Brief: Rewrite the records below, changing "drop a dot" to "place a point" wherever it occurs and leaving everything else the same.

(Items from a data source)
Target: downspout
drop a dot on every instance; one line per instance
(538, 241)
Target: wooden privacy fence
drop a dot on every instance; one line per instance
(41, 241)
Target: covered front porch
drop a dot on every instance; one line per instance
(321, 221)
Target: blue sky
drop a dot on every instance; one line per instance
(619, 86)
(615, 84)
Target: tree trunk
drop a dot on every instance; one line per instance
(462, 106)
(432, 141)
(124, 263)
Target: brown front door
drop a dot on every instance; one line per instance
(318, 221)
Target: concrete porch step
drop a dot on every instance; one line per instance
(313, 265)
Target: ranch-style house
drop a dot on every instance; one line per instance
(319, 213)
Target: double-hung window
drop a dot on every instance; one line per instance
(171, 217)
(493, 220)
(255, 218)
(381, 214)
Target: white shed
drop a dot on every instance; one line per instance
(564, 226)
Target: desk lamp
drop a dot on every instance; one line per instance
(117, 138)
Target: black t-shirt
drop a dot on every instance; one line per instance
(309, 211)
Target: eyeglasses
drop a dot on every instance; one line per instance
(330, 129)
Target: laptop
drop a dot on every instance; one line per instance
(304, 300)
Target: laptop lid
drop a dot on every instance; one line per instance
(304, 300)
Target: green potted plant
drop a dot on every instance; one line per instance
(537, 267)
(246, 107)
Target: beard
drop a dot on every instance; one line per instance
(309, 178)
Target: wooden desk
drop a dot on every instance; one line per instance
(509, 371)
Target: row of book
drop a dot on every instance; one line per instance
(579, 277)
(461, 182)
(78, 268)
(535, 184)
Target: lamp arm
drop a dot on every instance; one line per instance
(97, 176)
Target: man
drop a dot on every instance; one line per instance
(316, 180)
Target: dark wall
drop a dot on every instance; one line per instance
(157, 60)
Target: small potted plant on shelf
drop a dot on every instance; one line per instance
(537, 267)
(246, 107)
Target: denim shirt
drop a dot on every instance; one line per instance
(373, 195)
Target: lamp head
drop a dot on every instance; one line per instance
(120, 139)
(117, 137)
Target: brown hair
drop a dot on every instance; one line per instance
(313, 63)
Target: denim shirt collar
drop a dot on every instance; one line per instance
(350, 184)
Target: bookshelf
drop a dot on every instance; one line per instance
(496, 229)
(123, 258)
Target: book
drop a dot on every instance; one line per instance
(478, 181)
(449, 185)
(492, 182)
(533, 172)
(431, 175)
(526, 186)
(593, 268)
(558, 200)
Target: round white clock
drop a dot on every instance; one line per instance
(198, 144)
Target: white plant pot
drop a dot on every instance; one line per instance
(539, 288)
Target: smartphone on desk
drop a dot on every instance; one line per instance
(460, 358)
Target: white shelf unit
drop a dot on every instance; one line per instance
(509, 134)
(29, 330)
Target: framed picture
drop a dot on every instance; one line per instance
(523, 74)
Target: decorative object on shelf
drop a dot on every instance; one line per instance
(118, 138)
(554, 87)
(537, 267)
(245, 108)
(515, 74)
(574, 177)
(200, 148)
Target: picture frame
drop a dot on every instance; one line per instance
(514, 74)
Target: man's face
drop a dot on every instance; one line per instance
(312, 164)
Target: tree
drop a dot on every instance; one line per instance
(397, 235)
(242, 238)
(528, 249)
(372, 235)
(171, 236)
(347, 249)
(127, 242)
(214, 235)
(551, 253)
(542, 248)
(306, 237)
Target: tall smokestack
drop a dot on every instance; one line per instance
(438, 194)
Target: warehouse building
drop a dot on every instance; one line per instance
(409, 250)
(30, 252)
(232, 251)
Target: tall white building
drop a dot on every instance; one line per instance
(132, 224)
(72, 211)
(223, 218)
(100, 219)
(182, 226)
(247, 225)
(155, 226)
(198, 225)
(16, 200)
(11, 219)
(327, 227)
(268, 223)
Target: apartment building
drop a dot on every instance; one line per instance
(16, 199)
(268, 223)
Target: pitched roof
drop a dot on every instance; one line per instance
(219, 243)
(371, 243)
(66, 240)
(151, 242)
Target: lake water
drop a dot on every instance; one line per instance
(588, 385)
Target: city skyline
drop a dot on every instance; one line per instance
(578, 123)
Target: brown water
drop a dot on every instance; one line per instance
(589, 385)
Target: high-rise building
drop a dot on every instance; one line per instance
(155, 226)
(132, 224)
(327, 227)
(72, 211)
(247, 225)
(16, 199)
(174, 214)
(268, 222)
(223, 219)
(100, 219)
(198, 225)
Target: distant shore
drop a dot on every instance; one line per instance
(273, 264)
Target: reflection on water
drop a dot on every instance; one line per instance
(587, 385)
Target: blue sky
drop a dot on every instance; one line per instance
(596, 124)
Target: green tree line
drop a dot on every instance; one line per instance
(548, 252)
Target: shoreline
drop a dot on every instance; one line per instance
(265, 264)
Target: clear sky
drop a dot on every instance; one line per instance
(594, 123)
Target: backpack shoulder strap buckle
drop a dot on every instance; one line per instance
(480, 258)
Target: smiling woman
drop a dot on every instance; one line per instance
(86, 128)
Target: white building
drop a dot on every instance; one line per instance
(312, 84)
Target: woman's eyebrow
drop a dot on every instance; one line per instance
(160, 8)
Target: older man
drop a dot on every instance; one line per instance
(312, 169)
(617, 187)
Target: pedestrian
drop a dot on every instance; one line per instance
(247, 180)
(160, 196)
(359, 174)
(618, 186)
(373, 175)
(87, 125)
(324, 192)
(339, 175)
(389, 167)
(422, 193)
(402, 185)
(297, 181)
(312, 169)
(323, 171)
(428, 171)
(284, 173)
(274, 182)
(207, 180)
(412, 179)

Completed task:
Target: downspout
place a point on every instance; one line per instance
(538, 241)
Target: wooden privacy fence
place a point on every instance; one line per instance
(41, 241)
Target: covered front porch
place a point on every instance; one line per instance
(321, 221)
Target: blue sky
place a point on every instance; one line per instance
(619, 86)
(615, 84)
Target: tree trunk
place a point on every instance; one line per instance
(462, 106)
(432, 141)
(124, 263)
Target: brown front door
place a point on every instance; one line per instance
(318, 221)
Target: concrete porch step
place a point on every instance; one line per instance
(313, 265)
Target: ranch-style house
place a point on every instance; one line per instance
(319, 213)
Target: double-hung window
place a point on every instance; one line per instance
(171, 217)
(493, 220)
(255, 218)
(381, 214)
Target: white shed
place a point on every instance; one line per instance
(564, 226)
Target: desk lamp
place a point on every instance; one line per instance
(117, 138)
Target: black t-shirt
place a point on every instance; one line per instance
(309, 211)
Target: eyeglasses
place a point on every instance; one line per instance
(330, 129)
Target: laptop
place a point on every instance; one line per instance
(304, 300)
Target: laptop lid
place a point on every instance; one line per instance
(304, 300)
Target: green potted plant
place a point on every instance; one line per instance
(537, 267)
(246, 107)
Target: beard
place a point on every instance; one line per instance
(309, 178)
Target: wooden desk
place a point on every instance; one line per instance
(509, 371)
Target: row of book
place a point on every instance; one line per instance
(579, 277)
(461, 182)
(78, 268)
(535, 184)
Target: lamp arm
place a point on every instance; one line per instance
(97, 176)
Target: man
place a point on every instance; one line per instance
(316, 180)
Target: dark wall
place a point on every instance; one line per instance
(157, 60)
Target: small potted plant on shelf
place a point on every instance; one line per instance
(537, 267)
(246, 107)
Target: denim shirt
place a point on every instance; one line per instance
(373, 195)
Target: lamp head
place a point on every instance; one line per instance
(120, 139)
(117, 137)
Target: brown hair
place a point on every instance; one line per instance
(313, 63)
Target: denim shirt collar
place a point on every instance; one line per instance
(350, 184)
Target: bookshelf
place a point on every instance; one line per instance
(496, 229)
(123, 258)
Target: book
place a point on every instance; one line per instance
(478, 181)
(449, 185)
(492, 182)
(533, 172)
(431, 175)
(526, 186)
(593, 268)
(558, 200)
Target: round white clock
place a point on every instance; one line per instance
(198, 144)
Target: white plant pot
place a point on every instance; one line per instance
(539, 288)
Target: smartphone on desk
place a point on every instance; one line per instance
(460, 358)
Target: white shelf unit
place a point on every instance; one line per instance
(509, 134)
(29, 330)
Target: framed picture
place a point on every instance; one line per instance
(523, 74)
Target: decorative object on shelf
place a point on every instance; one line per instance
(118, 138)
(554, 87)
(537, 267)
(245, 108)
(515, 74)
(574, 177)
(200, 148)
Target: picture frame
place a point on every instance; one line per instance
(514, 74)
Target: man's face
place a point on every instance; one line per instance
(312, 164)
Target: tree
place a point on every instance; one line per instance
(397, 235)
(242, 238)
(528, 249)
(372, 235)
(171, 236)
(347, 249)
(127, 242)
(214, 235)
(551, 253)
(542, 248)
(306, 237)
Target: tall smokestack
place a point on every instance; one line per instance
(438, 194)
Target: warehouse building
place a point on every instance; one line per instance
(409, 250)
(30, 252)
(232, 251)
Target: tall white building
place a point on every instance; one line per instance
(132, 224)
(72, 211)
(223, 218)
(100, 219)
(182, 226)
(247, 225)
(155, 226)
(198, 225)
(16, 200)
(11, 219)
(327, 227)
(268, 223)
Target: apartment building
place a point on every instance; one line per instance
(16, 199)
(268, 223)
Target: pitched roof
place a point on every instance; one line per instance
(219, 243)
(371, 243)
(66, 240)
(151, 242)
Target: lake water
place a point on every instance; one line per instance
(588, 385)
Target: city skyline
place a point on every instance; one line per instance
(578, 123)
Target: brown water
place a point on every instance; one line per instance
(589, 385)
Target: high-rise building
place a point on every instance; one line per instance
(155, 226)
(132, 224)
(327, 227)
(72, 211)
(247, 225)
(16, 199)
(174, 214)
(268, 222)
(223, 219)
(100, 219)
(198, 225)
Target: distant shore
place a point on every instance; one line per instance
(273, 264)
Target: reflection on water
place a point on every instance; one line per instance
(587, 385)
Target: blue sky
place a point on every instance; one line per instance
(596, 124)
Target: green tree line
place a point on every instance; one line per instance
(548, 252)
Target: shoreline
place a point on every instance; one line per instance
(265, 264)
Target: clear sky
place a point on every instance; one line per instance
(594, 123)
Target: backpack shoulder strap buckle
place a point on every instance; one line per instance
(480, 258)
Target: smiling woman
place a point on every instance; one line per instance
(86, 128)
Target: white building
place a point on every instance; one line per instance
(312, 84)
Target: woman's eyebrow
place a point on every instance; one line per instance
(160, 8)
Target: older man
place a point on every instance; one line per instance
(312, 169)
(617, 187)
Target: pedestrian
place a point on every instance; one line per instance
(247, 180)
(160, 196)
(359, 174)
(618, 186)
(373, 175)
(87, 125)
(324, 192)
(339, 175)
(389, 167)
(422, 193)
(402, 185)
(297, 181)
(312, 169)
(323, 171)
(428, 171)
(284, 173)
(274, 182)
(207, 180)
(412, 179)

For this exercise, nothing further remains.